▶ _ENTRIES SHOWN_:
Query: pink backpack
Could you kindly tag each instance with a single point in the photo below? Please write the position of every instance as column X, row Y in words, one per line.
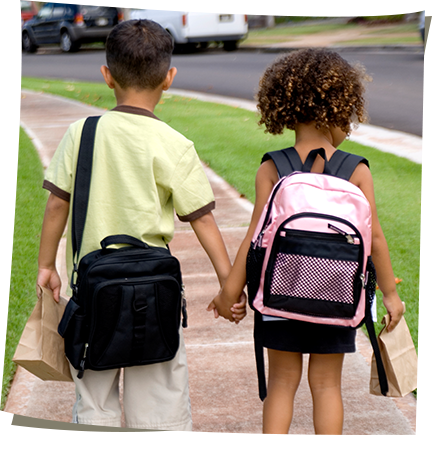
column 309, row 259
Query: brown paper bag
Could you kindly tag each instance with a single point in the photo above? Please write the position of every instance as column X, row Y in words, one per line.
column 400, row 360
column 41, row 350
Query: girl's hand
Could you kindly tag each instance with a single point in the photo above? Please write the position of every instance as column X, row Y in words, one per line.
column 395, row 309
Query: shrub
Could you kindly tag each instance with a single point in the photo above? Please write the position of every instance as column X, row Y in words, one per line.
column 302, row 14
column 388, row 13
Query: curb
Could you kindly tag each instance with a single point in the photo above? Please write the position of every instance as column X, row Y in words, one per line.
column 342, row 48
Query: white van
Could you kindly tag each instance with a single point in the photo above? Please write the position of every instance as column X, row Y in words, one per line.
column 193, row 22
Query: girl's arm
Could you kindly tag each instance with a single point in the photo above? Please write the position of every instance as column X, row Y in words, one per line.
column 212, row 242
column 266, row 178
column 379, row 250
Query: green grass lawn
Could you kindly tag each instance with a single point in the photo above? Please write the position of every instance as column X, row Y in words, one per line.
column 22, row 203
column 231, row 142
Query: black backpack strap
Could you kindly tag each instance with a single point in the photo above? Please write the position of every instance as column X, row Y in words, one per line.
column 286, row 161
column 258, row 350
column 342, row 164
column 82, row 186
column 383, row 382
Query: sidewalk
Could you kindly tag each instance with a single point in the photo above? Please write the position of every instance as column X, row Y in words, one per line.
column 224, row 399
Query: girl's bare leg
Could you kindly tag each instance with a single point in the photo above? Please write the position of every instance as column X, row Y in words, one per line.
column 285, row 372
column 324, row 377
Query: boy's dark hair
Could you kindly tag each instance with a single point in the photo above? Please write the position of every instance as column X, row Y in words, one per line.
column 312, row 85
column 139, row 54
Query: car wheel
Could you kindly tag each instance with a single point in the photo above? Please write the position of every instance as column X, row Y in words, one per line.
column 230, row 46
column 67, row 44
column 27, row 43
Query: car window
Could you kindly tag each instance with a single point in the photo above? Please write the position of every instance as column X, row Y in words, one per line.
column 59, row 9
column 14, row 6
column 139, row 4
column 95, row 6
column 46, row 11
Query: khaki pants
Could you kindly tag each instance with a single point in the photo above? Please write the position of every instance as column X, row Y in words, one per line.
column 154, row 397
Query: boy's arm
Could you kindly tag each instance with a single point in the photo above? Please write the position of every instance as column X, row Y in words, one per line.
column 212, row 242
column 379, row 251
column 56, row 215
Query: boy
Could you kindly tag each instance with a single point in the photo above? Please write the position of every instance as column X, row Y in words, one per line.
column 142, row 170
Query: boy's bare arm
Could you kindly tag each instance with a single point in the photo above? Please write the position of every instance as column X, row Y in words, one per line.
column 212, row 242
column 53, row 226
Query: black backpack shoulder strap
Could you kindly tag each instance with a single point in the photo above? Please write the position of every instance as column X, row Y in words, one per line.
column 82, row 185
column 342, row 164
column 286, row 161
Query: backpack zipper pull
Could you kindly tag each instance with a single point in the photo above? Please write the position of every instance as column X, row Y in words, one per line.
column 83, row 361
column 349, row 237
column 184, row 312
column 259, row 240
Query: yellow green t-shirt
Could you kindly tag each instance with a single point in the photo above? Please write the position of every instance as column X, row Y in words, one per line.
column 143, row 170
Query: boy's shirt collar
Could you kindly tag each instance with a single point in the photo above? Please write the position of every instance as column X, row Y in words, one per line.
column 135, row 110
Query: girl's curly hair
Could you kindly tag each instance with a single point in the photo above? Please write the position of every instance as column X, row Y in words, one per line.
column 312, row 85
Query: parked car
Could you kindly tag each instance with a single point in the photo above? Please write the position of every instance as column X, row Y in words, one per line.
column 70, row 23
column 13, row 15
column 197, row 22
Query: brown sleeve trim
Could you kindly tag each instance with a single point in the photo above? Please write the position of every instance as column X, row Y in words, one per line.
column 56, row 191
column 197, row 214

▶ _WORK ORDER_: Return an exact transcription of the material, with its pictures left out.

▶ _ANSWER BOX_:
Query: pink backpack
Could you kindly tag each instance with a single point in the photo below? Please write the position of every instance as column X, row Y in words, one per line.
column 309, row 259
Query: brown paper bag
Could you kindly tag each instance with a single point in the photo above? Please write the position of every instance as column X, row Y in words, one per line.
column 400, row 360
column 41, row 350
Query: girl's hand
Could you kindly tag each instance with a single point in the photo above? Please write the position of every instance as column X, row Y in words, one per line.
column 395, row 309
Query: shrub
Could you kindly tag each instance with a single point in the photo above? Please write the position of every instance as column X, row Y in words, one per line.
column 302, row 14
column 388, row 13
Query: curb
Could you kindly tag each instance with a single point in the photo above? Please write the position of every instance as column X, row Y in words, one per line.
column 342, row 48
Query: white van
Could you kindly tag each instance with a single point in the photo above? Please write the position of every instance as column X, row Y in words, one per line.
column 193, row 22
Query: girl's arm
Could you kindly tag each instance with a single point in the photo above? Please write the position of every instance as column X, row Y in words, one per line.
column 212, row 242
column 266, row 178
column 379, row 250
Query: green grass lawn
Could you kindly tag each instance with a single point in the photo above? Please write the position of every instance as column X, row Y in words, one per line.
column 22, row 203
column 231, row 142
Query: black backpack strap
Could you kindly tag each instance with a single point in the photo above? Please write the position of every instance as column X, row Y in words, one per line.
column 286, row 161
column 258, row 350
column 342, row 164
column 82, row 186
column 383, row 382
Query: sidewalk
Could you kindly tag each instance with a single point in the photo above? Please write the position of every instance as column X, row Y in words, one per line.
column 224, row 399
Query: girl's bare leg
Could you kindly tag each instance with a single point in the photo above? Please write the position of every instance as column X, row Y in words, one per line.
column 285, row 372
column 324, row 377
Query: boy's dark hair
Could you kindly tag each instance with a single point in the photo above? Please write the position of every instance as column X, row Y in words, one per line.
column 312, row 85
column 139, row 54
Query: car wheel
Could you kindly tag each instance with a single point in the photo above? Please write the position of every instance as column X, row Y in words, one per line.
column 230, row 46
column 67, row 44
column 27, row 43
Query: car window
Could you kindly tag each instance with a single point in the photo above? Please write the position of every instance as column X, row Y in words, one per line.
column 59, row 9
column 14, row 6
column 139, row 4
column 95, row 6
column 46, row 11
Query: khaki pants
Could you kindly tag each instance with a single point in the photo above? Please write the position of every instance as column X, row Y in words, one per line.
column 154, row 397
Query: boy's arm
Could you kindly tag each instance with a single point in the photo above? Please write the position of every instance as column X, row Y in words, one per line.
column 212, row 242
column 379, row 251
column 56, row 215
Query: boy
Could you kindly tag each instance with a single point in the photo above? Please write the position of every instance as column X, row Y in words, one per line.
column 142, row 170
Query: boy's bare arm
Could you kindly tag each instance with a single point in the photo above? Please write the position of every instance as column X, row Y in words, one per line.
column 212, row 242
column 53, row 226
Query: black backpack shoulder strap
Could you kindly tag each instance with a single point in the photo above? Please write the position of every instance as column X, row Y in words, one per line.
column 82, row 185
column 342, row 164
column 286, row 161
Query: backpack zipper pull
Could you kindly tag each instance with a single point in the photo above? Please write the position of every instance as column X, row Y in words, one per line.
column 83, row 361
column 349, row 237
column 184, row 312
column 259, row 240
Query: yellow green t-shirt
Could you kindly tag each instance with a single point in the photo above? Please write the position of every instance as column X, row Y in words, one per line.
column 143, row 170
Query: boy's shirt collar
Could you kindly tag each instance with a single point in the photo above? Please write the position of every instance as column X, row Y in words, one per line.
column 135, row 110
Query: girl's curly hair
Could you kindly tag each instance with a single point in the photo above? Please write the position of every instance as column X, row Y in words, one per line.
column 312, row 85
Query: parked car
Could you kindly tag each instance with a single point in the photo above? Please write the position of every instance as column X, row Y in words, one per line.
column 70, row 23
column 13, row 15
column 197, row 22
Query: brown sleeve trim
Could you kindly tag each instance with a single point in the photo above? Please write the position of every instance as column X, row Y in words, one per line.
column 56, row 191
column 197, row 214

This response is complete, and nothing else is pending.